- **Brief**:
Pull out every line of the items below that contains the string "like", copying each line in full. Case counts.

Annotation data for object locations
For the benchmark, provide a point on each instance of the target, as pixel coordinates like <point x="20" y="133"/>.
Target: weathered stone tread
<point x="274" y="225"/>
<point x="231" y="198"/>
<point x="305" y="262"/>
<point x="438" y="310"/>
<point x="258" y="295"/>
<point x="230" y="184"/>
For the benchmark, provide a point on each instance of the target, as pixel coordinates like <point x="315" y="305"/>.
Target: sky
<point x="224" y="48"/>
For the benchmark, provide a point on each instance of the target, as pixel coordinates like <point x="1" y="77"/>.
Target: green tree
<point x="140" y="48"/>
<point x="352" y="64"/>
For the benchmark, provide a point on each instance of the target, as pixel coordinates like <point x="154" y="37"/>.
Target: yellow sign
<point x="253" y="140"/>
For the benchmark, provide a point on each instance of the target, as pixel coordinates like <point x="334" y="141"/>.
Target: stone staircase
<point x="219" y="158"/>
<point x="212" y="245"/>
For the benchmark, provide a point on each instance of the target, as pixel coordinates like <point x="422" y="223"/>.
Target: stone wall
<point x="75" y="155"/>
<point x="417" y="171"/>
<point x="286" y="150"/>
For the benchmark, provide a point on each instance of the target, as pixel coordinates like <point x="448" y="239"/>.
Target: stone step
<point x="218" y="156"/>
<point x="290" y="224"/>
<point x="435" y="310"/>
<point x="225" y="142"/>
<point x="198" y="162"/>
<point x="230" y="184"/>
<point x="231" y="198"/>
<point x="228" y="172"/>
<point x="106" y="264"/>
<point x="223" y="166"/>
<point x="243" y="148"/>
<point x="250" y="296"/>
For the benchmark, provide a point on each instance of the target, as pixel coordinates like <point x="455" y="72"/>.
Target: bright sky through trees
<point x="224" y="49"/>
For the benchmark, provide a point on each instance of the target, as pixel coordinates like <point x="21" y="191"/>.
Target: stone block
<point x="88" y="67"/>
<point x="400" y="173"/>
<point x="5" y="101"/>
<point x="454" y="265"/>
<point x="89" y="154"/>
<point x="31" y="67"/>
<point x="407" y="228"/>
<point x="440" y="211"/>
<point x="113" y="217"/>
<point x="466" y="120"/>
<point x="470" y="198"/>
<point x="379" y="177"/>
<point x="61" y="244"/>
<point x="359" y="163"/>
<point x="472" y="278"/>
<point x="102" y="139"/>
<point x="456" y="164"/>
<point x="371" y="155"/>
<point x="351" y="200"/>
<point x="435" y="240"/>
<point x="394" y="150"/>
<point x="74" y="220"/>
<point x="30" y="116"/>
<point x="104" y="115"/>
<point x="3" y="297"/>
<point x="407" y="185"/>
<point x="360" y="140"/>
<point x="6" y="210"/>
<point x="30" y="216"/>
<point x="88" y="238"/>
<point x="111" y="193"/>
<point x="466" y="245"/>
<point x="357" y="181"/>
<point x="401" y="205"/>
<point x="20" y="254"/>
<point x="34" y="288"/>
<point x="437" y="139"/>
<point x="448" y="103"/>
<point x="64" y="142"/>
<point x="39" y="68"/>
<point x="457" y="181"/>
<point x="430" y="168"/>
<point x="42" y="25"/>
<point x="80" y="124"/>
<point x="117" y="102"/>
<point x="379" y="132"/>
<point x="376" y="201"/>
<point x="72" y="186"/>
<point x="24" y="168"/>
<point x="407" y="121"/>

- **Response to the exercise**:
For the benchmark, provide a point on each instance of the target, as pixel coordinates like <point x="20" y="133"/>.
For the benchmark, provide a point on each instance of the target, as pixel coordinates like <point x="315" y="305"/>.
For the benchmark, provide a point on each instance of the target, as pixel coordinates like <point x="1" y="77"/>.
For the benchmark, provide a point on each instance of the target, as pixel coordinates like <point x="154" y="37"/>.
For the benchmark, provide a point on each instance of the target, as pixel coordinates like <point x="334" y="141"/>.
For the benchmark, provide a point on each instance of the target, as pixel coordinates like <point x="422" y="223"/>.
For the benchmark, provide a point on each instance of the target, as pixel coordinates like <point x="448" y="239"/>.
For the benchmark, provide a point on each instance of the target, as pixel coordinates like <point x="455" y="72"/>.
For the benchmark, provide a point on each instance of the target, as pixel coordinates like <point x="21" y="191"/>.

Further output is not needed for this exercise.